>>>>
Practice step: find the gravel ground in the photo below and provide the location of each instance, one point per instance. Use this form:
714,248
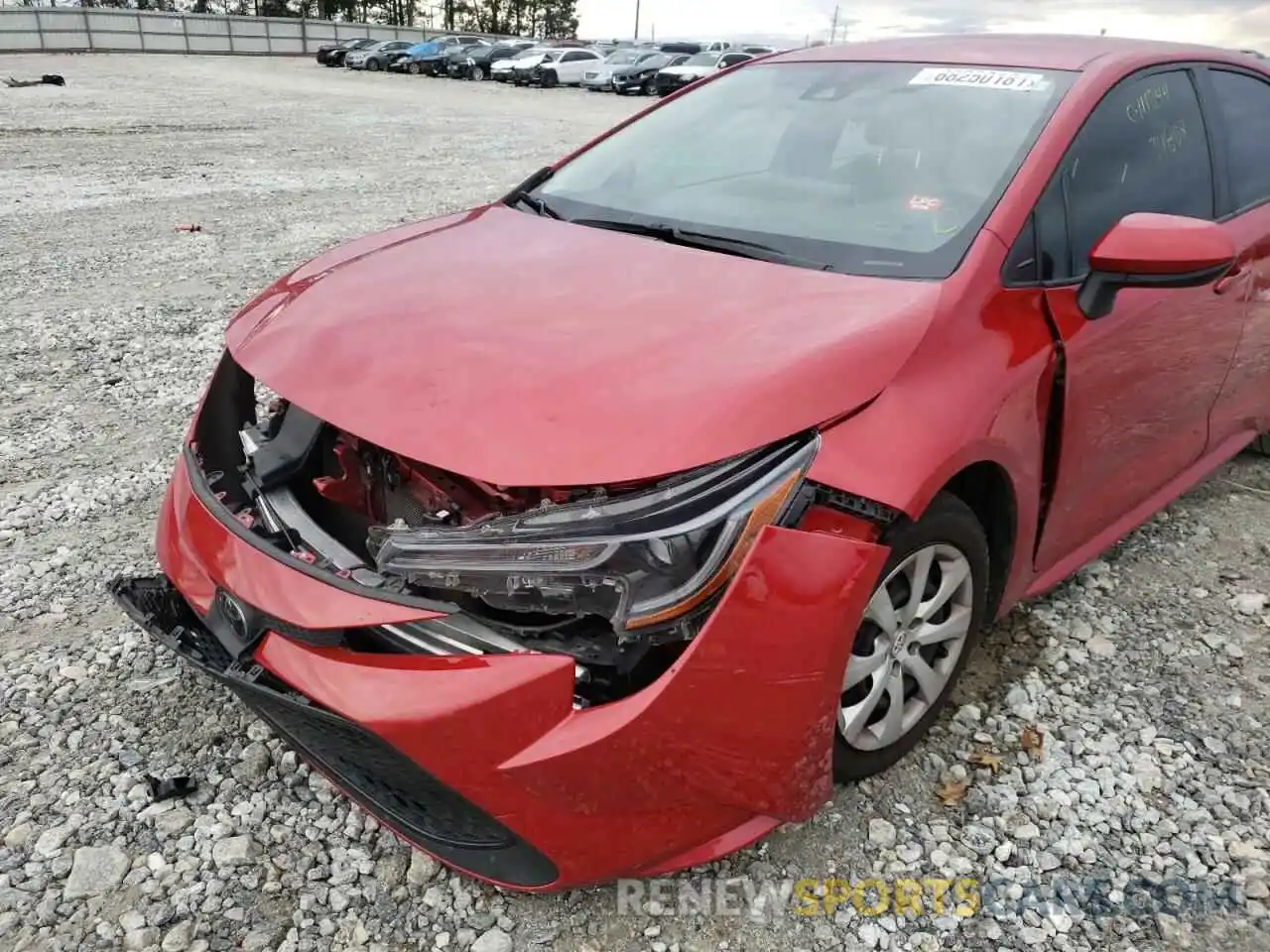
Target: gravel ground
1147,675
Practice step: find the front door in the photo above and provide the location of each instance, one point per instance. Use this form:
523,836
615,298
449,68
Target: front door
1239,103
1142,381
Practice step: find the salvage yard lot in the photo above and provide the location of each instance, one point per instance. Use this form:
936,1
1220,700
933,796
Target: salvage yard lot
1147,675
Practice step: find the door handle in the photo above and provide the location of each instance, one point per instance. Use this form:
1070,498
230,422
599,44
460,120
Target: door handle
1229,282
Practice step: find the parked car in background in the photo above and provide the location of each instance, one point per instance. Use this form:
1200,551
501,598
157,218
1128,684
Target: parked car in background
557,631
481,60
525,71
458,40
377,56
414,56
690,49
695,67
640,77
599,77
503,70
568,68
333,54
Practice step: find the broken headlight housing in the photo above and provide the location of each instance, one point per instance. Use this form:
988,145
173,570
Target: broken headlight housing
639,560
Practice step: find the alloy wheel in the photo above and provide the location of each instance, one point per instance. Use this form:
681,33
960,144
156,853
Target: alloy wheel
913,633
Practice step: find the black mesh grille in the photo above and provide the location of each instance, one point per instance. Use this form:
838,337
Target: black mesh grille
368,767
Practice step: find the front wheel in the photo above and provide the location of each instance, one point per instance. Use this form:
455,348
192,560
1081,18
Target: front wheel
917,634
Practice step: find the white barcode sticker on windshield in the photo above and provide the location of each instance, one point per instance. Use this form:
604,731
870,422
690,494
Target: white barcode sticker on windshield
983,79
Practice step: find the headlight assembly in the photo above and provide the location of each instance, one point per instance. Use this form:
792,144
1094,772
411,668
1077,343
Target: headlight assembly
639,558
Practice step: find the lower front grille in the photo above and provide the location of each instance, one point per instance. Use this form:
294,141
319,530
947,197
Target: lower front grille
372,772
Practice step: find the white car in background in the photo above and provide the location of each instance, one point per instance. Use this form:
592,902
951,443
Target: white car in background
502,70
599,77
568,67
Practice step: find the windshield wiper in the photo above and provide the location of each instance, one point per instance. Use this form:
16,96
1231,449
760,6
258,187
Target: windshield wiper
522,193
705,241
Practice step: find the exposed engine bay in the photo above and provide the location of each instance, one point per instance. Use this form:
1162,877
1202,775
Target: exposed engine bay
608,597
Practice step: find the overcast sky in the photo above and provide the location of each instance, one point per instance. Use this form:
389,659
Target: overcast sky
1238,23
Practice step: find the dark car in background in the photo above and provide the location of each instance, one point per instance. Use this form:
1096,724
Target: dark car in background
457,58
640,77
480,60
377,56
695,67
409,62
334,54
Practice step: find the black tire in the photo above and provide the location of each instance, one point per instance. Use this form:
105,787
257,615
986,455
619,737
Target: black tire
951,522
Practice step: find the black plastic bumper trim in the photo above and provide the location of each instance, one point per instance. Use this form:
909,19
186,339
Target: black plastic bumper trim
370,771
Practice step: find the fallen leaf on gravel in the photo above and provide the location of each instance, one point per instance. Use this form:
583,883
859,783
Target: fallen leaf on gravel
1033,742
985,758
952,792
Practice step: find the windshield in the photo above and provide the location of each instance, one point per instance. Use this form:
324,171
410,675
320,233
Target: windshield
885,169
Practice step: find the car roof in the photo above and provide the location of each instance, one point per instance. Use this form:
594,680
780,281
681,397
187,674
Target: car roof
1034,51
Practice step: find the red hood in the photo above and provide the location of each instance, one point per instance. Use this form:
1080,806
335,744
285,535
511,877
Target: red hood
527,352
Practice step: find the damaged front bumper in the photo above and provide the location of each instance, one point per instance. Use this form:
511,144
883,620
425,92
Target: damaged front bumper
481,756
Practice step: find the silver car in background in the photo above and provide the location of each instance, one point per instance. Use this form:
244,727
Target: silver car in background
599,77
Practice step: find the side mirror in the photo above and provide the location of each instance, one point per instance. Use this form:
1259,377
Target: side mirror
1147,250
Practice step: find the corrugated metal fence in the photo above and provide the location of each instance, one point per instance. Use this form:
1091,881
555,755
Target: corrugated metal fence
24,30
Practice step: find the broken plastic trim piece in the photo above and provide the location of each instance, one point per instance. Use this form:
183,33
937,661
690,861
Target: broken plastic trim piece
639,558
282,512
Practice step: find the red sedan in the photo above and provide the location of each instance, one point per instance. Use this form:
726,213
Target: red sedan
617,583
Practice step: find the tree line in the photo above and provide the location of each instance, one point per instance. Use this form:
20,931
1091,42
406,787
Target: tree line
540,18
<<<<
**What is expected**
Instruction for this listing: copy it exactly, but leave the images behind.

**Exercise response**
Practice step: find the gravel ground in the photo below and provide the location of each instance, one point per instance. Use this form:
714,248
Target: gravel ground
1147,675
Practice step: find the front door in the photo above and provide the location of each instance, one point per instance. Use this form:
523,836
615,298
449,68
Target: front door
1239,103
1142,381
Practice step: find the salvage yard lot in the photo above and provide the location of each instance, one point per instance. Use this form:
936,1
1220,700
933,796
Target: salvage yard lot
1147,675
Practice step: find the door handle in the photo above and provide the location of each instance, one point per instance. Use this form:
1070,498
230,422
599,44
460,120
Target: door handle
1229,282
Practice step: find the parked car in background in the photo above and provide the location of each instance, one point per instance. Use this form:
1200,551
501,598
157,218
1128,684
Target: parked car in background
557,631
481,60
525,71
458,40
377,56
414,56
690,49
695,67
640,77
599,77
503,70
568,68
333,54
Practice step: find the broken headlight housing in the photo above and provide the location of each instance, one point per instance. Use this form:
988,145
173,570
Target: broken headlight housing
639,560
Practice step: find the alloy wheel in the photo above and provide the location of each instance, one point per instance. Use this form:
681,33
960,144
156,853
Target: alloy wheel
913,633
Practice step: find the black mesh grille in the photo above and provide the location of each instance, one point per instance. Use this form:
838,337
Target: black mesh grille
368,767
Practice step: find the front wheel in the photo above and provide the location of each instance, one point per instance. Use this form:
455,348
192,560
1081,18
Target: front wheel
917,634
Practice step: find the white barcode sticker on windshield in the photo above and provide the location of each instance, one point per instance. Use this form:
604,731
870,422
690,494
Target: white barcode sticker on windshield
983,79
Practice step: find the headlight assembly in the photo above and provide the location of each instance, one point per instance. Use this form:
792,144
1094,772
411,668
1077,343
Target: headlight assembly
639,558
Practice step: find the lower front grille in the photo above and provide the location of each instance, one point per instance. Use this form:
294,141
319,530
947,197
Target: lower front grille
372,772
Practice step: find the white car in background in the photo above and provide the location of each instance, one point per instance. Use this form:
592,902
951,443
Target: white car in background
502,70
599,77
568,67
Practice step: find the windshield wiper in the photo above and provide the location of each instance, one point per instance. Use this form:
16,96
1231,449
760,6
258,187
Target: windshield wiper
522,193
705,241
Practice step: find the exposed engine bay in the photo above and provide the location of each instance, one point per instance. Use this form:
1162,877
1202,775
Target: exposed engine bay
608,597
Practice step: find the overcast sky in the photo above and provide the location of each instance, one point per instance. Use this form:
389,659
Target: overcast sky
1238,23
Practice step: find the dark car in background in the photo above and provide the location of each instance, one point per instance. Use this form:
1096,724
Target: dark car in background
457,58
640,77
480,60
377,56
695,67
409,62
334,54
Practice step: find the black tire in the photo above and provide the location of each instance, one point per instance. Use this form:
105,787
257,615
986,455
619,737
Target: black tire
951,522
Practice step: find the black plastic bumper trim in the photo above and provide the location of each instance, one point per instance. Use this form:
909,19
186,339
Target: black plastic bumper trim
370,771
Practice step: find the fallen leaf on gravel in the photo above and provide the location of each instance, one point per instance. Use this form:
583,883
859,783
Target: fallen leaf on gravel
1033,742
985,758
952,792
Practice step: find the windshield in the photo above and provide the location of each instance, one point per instance. Use this form:
324,171
410,675
320,233
Target: windshield
885,169
Practice step: find the car roof in the photo above and provide the location of each instance, one point per instance. Use this form:
594,680
780,281
681,397
187,674
Target: car roof
1034,51
Practice step: find the red hood in the photo above and provide the location of each instance, one point per instance. Use this form:
1080,806
335,744
285,535
511,877
Target: red hood
527,352
Practice step: find the damaged front bumper in the photo above and provide the location of each instance, one point per instance. Use this form:
511,144
883,620
425,92
Target: damaged front bumper
481,756
Practice step: find the silver car in background in the photo above and provide the location of each instance, one point per instance. Use this form:
244,727
Target: silver car in background
599,77
Practice step: find the side mirror in the photo above and provide the location of each instance, one point per instance. Use this form:
1259,377
Target: side mirror
1147,250
Practice step: find the corrugated metal fence in the photo above and provide the location of each instance, one point per instance. Use this form:
1091,881
555,755
Target: corrugated metal fence
24,30
Practice step: find the broken plastic trim piece in the photo above and provide the location of each instance, one point per instance. Use this form:
183,33
937,661
690,861
Target: broken plastic trim piece
639,558
282,512
Practice step: find the red sedan in the photo above and provide the location of each instance, one point per instance. Use this form:
726,213
Target: red sedan
617,583
Practice step: find the tree line in the photo above and provide the location of each instance, one point per instance. Use this form:
20,931
1091,42
406,787
Target: tree line
540,18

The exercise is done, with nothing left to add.